■ **Records to process**:
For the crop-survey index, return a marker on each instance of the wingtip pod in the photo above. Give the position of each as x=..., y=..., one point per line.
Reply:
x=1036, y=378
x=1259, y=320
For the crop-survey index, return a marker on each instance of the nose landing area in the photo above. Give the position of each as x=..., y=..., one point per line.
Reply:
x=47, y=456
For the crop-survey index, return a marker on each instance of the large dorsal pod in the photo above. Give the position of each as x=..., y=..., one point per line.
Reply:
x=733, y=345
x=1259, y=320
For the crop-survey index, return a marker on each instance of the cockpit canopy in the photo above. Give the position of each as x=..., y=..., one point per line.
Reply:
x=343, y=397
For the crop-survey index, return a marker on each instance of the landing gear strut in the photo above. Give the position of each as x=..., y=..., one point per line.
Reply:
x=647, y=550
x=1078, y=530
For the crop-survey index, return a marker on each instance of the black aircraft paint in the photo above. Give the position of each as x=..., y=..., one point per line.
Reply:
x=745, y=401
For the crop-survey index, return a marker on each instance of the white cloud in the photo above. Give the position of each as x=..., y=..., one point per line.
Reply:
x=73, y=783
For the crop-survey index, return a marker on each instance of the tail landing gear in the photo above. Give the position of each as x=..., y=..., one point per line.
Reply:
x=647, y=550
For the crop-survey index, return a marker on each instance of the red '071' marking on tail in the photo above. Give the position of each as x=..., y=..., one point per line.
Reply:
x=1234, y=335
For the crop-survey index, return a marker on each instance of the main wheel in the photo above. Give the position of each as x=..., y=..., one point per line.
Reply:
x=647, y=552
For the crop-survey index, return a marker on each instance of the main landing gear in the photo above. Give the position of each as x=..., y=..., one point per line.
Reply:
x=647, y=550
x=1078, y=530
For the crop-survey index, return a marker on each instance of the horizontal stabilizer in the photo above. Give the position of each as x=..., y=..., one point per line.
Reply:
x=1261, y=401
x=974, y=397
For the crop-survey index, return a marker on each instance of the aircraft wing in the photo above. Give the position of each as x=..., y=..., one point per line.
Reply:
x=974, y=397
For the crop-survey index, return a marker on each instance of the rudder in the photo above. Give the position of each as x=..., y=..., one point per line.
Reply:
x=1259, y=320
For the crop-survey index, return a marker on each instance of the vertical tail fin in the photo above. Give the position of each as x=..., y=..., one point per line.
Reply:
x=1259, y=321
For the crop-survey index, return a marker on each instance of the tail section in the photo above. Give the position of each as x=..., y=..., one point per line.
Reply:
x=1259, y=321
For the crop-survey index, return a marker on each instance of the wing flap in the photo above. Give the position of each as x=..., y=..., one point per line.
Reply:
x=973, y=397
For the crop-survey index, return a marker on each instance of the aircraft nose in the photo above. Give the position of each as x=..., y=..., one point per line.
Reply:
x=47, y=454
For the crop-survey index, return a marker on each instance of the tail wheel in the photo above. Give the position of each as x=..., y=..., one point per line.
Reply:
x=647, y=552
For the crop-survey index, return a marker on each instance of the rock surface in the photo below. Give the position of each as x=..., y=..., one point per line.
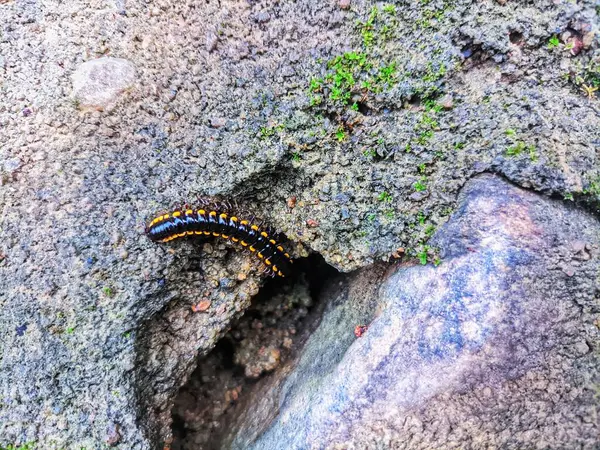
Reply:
x=99, y=82
x=496, y=347
x=239, y=99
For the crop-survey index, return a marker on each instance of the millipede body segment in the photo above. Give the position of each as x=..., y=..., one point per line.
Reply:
x=207, y=222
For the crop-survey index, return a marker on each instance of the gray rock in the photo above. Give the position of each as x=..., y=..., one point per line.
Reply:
x=99, y=83
x=489, y=349
x=98, y=332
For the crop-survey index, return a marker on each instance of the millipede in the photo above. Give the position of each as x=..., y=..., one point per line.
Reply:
x=219, y=221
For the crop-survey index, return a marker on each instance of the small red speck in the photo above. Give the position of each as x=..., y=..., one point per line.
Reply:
x=359, y=330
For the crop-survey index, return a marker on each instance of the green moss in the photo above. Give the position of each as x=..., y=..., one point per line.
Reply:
x=27, y=446
x=268, y=131
x=106, y=290
x=421, y=184
x=587, y=78
x=370, y=153
x=553, y=42
x=384, y=197
x=519, y=148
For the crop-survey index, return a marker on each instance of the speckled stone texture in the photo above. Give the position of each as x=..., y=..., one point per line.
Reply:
x=495, y=348
x=97, y=331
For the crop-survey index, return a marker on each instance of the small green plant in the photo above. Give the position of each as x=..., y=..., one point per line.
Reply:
x=389, y=9
x=424, y=137
x=422, y=254
x=531, y=151
x=266, y=132
x=593, y=187
x=519, y=148
x=421, y=185
x=384, y=197
x=515, y=150
x=553, y=42
x=27, y=446
x=106, y=290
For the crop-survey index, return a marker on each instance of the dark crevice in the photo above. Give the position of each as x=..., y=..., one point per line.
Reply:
x=269, y=334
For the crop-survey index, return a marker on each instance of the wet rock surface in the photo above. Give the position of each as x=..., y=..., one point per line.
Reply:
x=494, y=347
x=100, y=327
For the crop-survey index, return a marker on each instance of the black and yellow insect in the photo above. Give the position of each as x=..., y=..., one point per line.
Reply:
x=216, y=222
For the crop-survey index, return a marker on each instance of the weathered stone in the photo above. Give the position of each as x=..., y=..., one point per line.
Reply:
x=99, y=83
x=489, y=349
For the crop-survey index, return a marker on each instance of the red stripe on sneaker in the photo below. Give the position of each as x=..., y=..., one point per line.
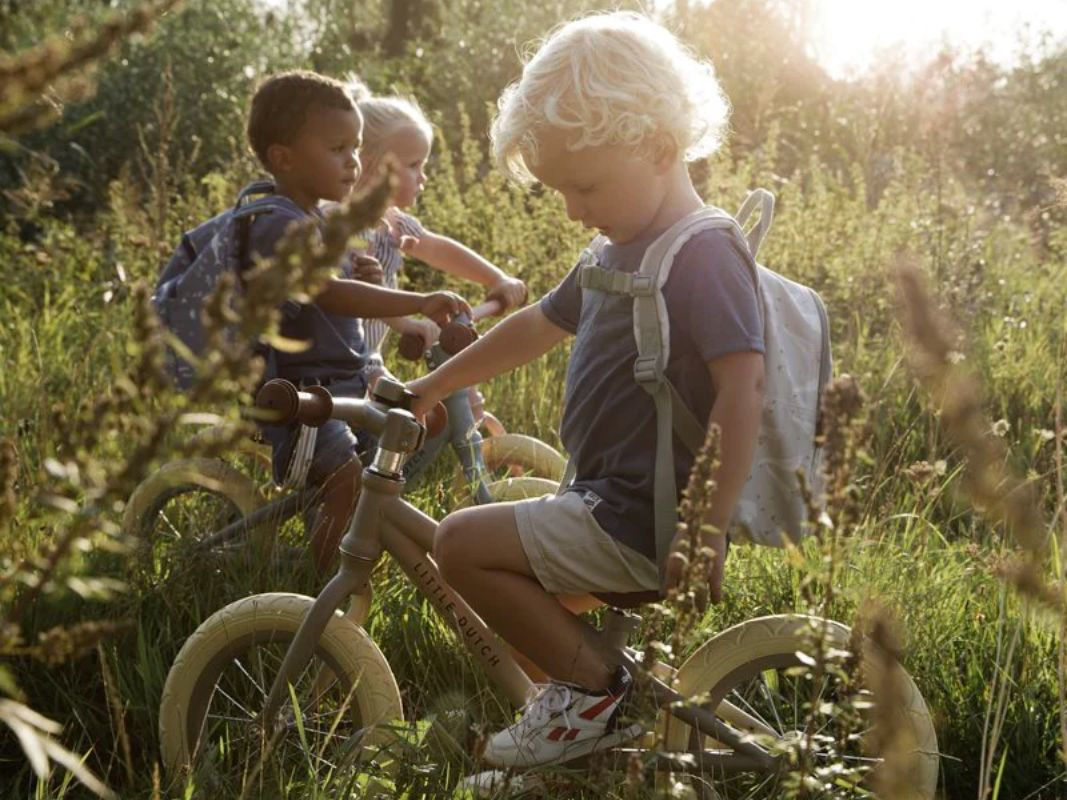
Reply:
x=592, y=712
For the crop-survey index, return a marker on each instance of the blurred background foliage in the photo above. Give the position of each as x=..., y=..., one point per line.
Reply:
x=957, y=162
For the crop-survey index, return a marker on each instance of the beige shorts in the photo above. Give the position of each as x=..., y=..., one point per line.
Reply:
x=571, y=554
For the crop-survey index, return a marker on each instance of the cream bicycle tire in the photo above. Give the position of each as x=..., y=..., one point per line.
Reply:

■ **How to complete this task**:
Once the pictures are set aside, repeat the remaining data word for word.

■ **Answer for the task**:
For the crop-survey index, return a marker on each instance of the wingtip pod in the photo above. Give the position of each as x=..., y=..., one point per line.
Reply:
x=1036, y=378
x=1259, y=320
For the crop-survey index, return a marker on each instance of the nose landing area in the photo above. Give the position of each as x=..., y=..., one point per line.
Reply:
x=47, y=456
For the crop-survey index, return a marker on each instance of the large dorsal pod in the photo above. Give the position of each as x=..., y=..., one point per line.
Reply:
x=733, y=345
x=1259, y=320
For the crop-survey index, return a marker on each instance of the cockpit canopy in the photo above. Give the position of each as x=..., y=..., one point per line.
Reply:
x=343, y=397
For the crop-survey index, return a marker on each instance of the landing gear strut in the photo above. Give the position of each as x=..., y=..., one point per line.
Reply:
x=647, y=550
x=1078, y=530
For the crop-survey index, return a marker on each instance of the black aircraft paint in the photo above. Give the position of each as x=..., y=..., one point per line.
Reply:
x=745, y=401
For the crop-survey index, return a marker on each instance of the white cloud in the photo above. Give the position of each as x=..., y=..., one point per line.
Reply:
x=73, y=783
For the crop-survey index, return a marker on each instance of the tail landing gear in the photo above. Give the position of each as x=..., y=..., one point per line.
Reply:
x=647, y=550
For the crop-survey index, return a marker on each instance of the red '071' marking on tail in the photo above. Give the position of each as x=..., y=..., one point per line.
Reply:
x=1234, y=335
For the crop-survey index, return a marker on each instance of the main wheel in the photo above. Give the position of each as x=..., y=..., one point per line.
Reply:
x=647, y=552
For the crop-survey index, return a marker on each instance of the main landing gear in the photo above. Give the position of each as x=..., y=..., one point per line.
Reply:
x=647, y=550
x=1078, y=530
For the crop-survey index, return a marker on each instance of the horizontal stabilizer in the photo above. Give the position of each as x=..., y=..., one point per line.
Reply:
x=1261, y=401
x=974, y=397
For the crop-survey index, return a marker on each instance of the aircraft wing in the photo above. Give the position of each as x=..., y=..., one point per line.
Reply:
x=974, y=397
For the crop-survey index, return a marker on each instance of the rudder in the photo above. Give the position of each as x=..., y=..., one point per line.
Reply:
x=1259, y=320
For the crop-survey index, return a marker on each instance of the vertical tail fin in the photo above. Give the position of each as x=..., y=..., one point per line.
Reply:
x=1259, y=321
For the crop-survey index, return a marker on each instance of the tail section in the photo above. Give the position of each as x=..., y=..., one point per line.
Reply:
x=1259, y=321
For the crop-survey index, return a marker on each instance of the wing flap in the photo above. Give the position of each as x=..., y=..., one point per line.
Reply:
x=973, y=397
For the crop-survey index, return a marker on each instance of the aircraft nose in the photo above. Give the position of each as x=..., y=..., one point per line.
Reply:
x=47, y=454
For the crop-survey index, return a marker on each instance of the tail wheel in the photo above. Give the position of each as x=..., y=..., one point per line.
Reply:
x=647, y=552
For the crop-survey index, return a marker on each instance of the rock surface in the photo below. Give the position of each as x=..., y=..., one point per line.
Reply:
x=99, y=82
x=496, y=347
x=239, y=99
For the crop-survey index, return a marker on each instance of the millipede body segment in the photo above. Give the position of each as x=..., y=..., one point per line.
Reply:
x=207, y=222
For the crop-survey index, return a marker on each instance of the gray rock in the photo above. Give the position of each as x=..., y=..., one point per line.
Reply:
x=99, y=83
x=489, y=349
x=98, y=332
For the crop-survey index, return a marker on each instance of the millipede in the photo above. Give the position of each as x=..., y=..., one point per line.
Reply:
x=219, y=221
For the crop-survey index, return a marker on each instance of the small red speck in the photo above. Give the position of each as x=..., y=..., one point per line.
Reply:
x=359, y=330
For the crop-survey index, return a marker on each instance of the green moss in the photo above. Give the position of each as x=..., y=..., one point per line.
Reply:
x=27, y=446
x=268, y=131
x=106, y=290
x=421, y=184
x=587, y=78
x=370, y=153
x=553, y=42
x=384, y=197
x=519, y=148
For the crop-survey index, return a marker on each instance of the speckled stone texture in the photo above. Give the position of each as x=..., y=..., one point per line.
Reply:
x=495, y=348
x=97, y=331
For the crop-survey index, return a marker on each instance of the small green plant in the photo above. Give the position of each as x=..., y=..., one point per line.
Reply:
x=389, y=9
x=424, y=137
x=422, y=254
x=531, y=151
x=266, y=132
x=593, y=187
x=519, y=148
x=421, y=185
x=384, y=197
x=515, y=150
x=553, y=42
x=27, y=446
x=106, y=290
For the crop-survey index, return a marker on each instance of the dark crevice in the photo above. Give the position of each as x=..., y=..., one point per line.
Reply:
x=269, y=334
For the crop-survey index, return a marker on each instance of the wet rock surface in the photo above. Give the position of each as x=..., y=..., one point per line.
Reply:
x=494, y=347
x=100, y=327
For the crop-survey index, return a marker on each instance of the black and yellow insect in the photo above. Give the position of each as x=..., y=..., one point per line.
Reply:
x=216, y=222
For the crop-survey index, return a marker on each instance of the weathered stone in the photo above. Give the position of each as x=..., y=..., one point per line.
Reply:
x=99, y=83
x=489, y=349
For the crop-survey index, return a marker on each instance of the red stripe on sneaker in the photo below. Give the position of each as x=..., y=..., one point per line.
Reply:
x=592, y=712
For the crop-survey index, return a marker on each instance of the blurred background foliage in the photo above. Give the position of each as x=..., y=..., one point per line.
Reply:
x=957, y=162
For the crop-survey index, return a marker on each instance of the beige shorts in the photo above. Give the position of each as x=..., y=..., one point per line.
Reply:
x=571, y=554
For the crop-survey index, return a marker on each instance of the cream bicycle tire in the photo above. Give the position of each as x=..., y=..., one point per line.
Reply:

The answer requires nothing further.